• _Task directions_:
Starting from the line containing "Output shape: a", write out the rest of the entries exactly, through the final line, including nothing else.

• _Available records_:
--- START ---
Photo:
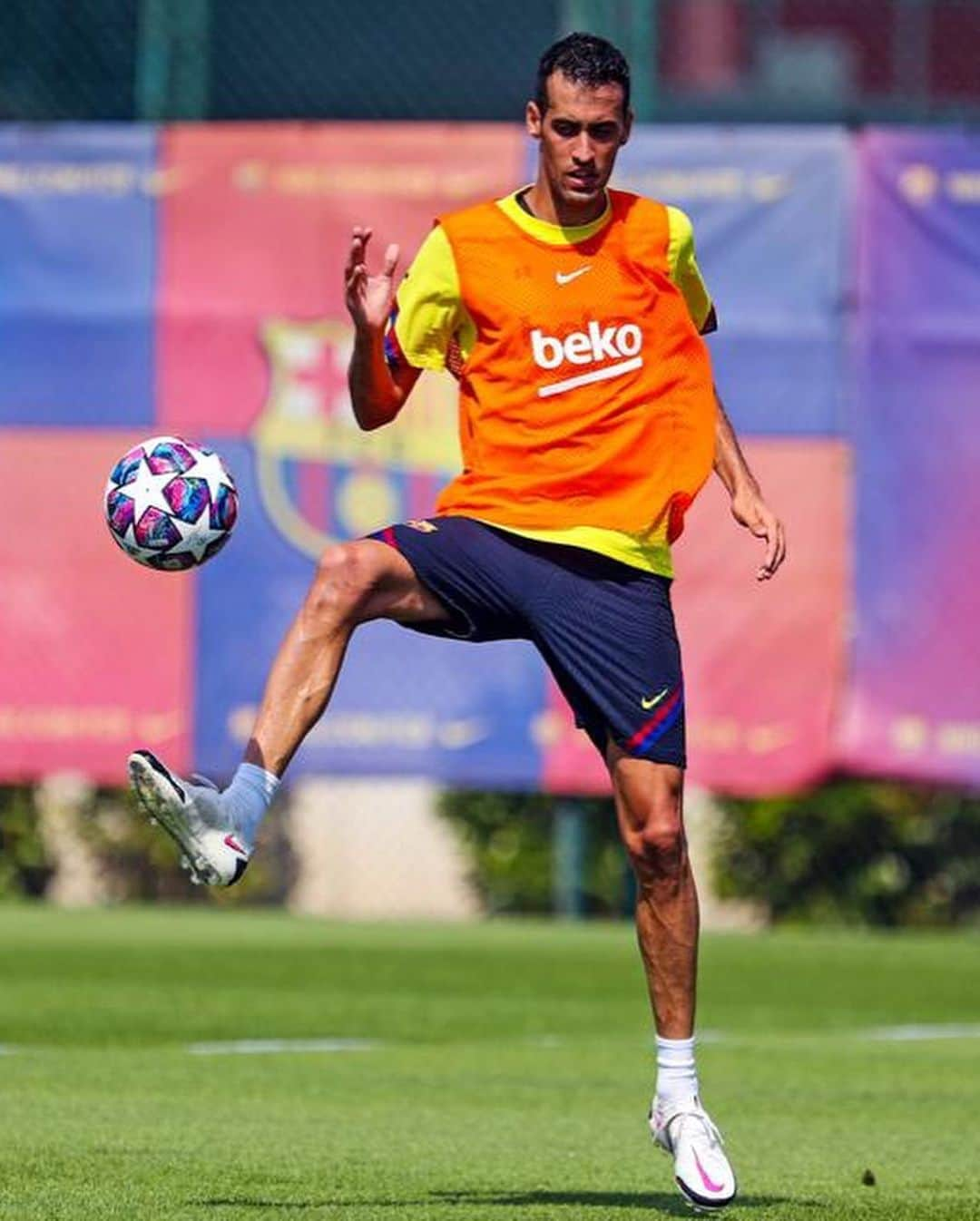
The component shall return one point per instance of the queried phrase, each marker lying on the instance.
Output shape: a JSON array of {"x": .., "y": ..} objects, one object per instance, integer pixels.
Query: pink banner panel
[
  {"x": 256, "y": 226},
  {"x": 762, "y": 660},
  {"x": 94, "y": 650}
]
--- END ---
• _Output_:
Output shape: a JSON array of {"x": .., "y": ..} objects, one object per instance, integer pixels.
Query: pink banner panel
[
  {"x": 256, "y": 226},
  {"x": 762, "y": 660},
  {"x": 94, "y": 650}
]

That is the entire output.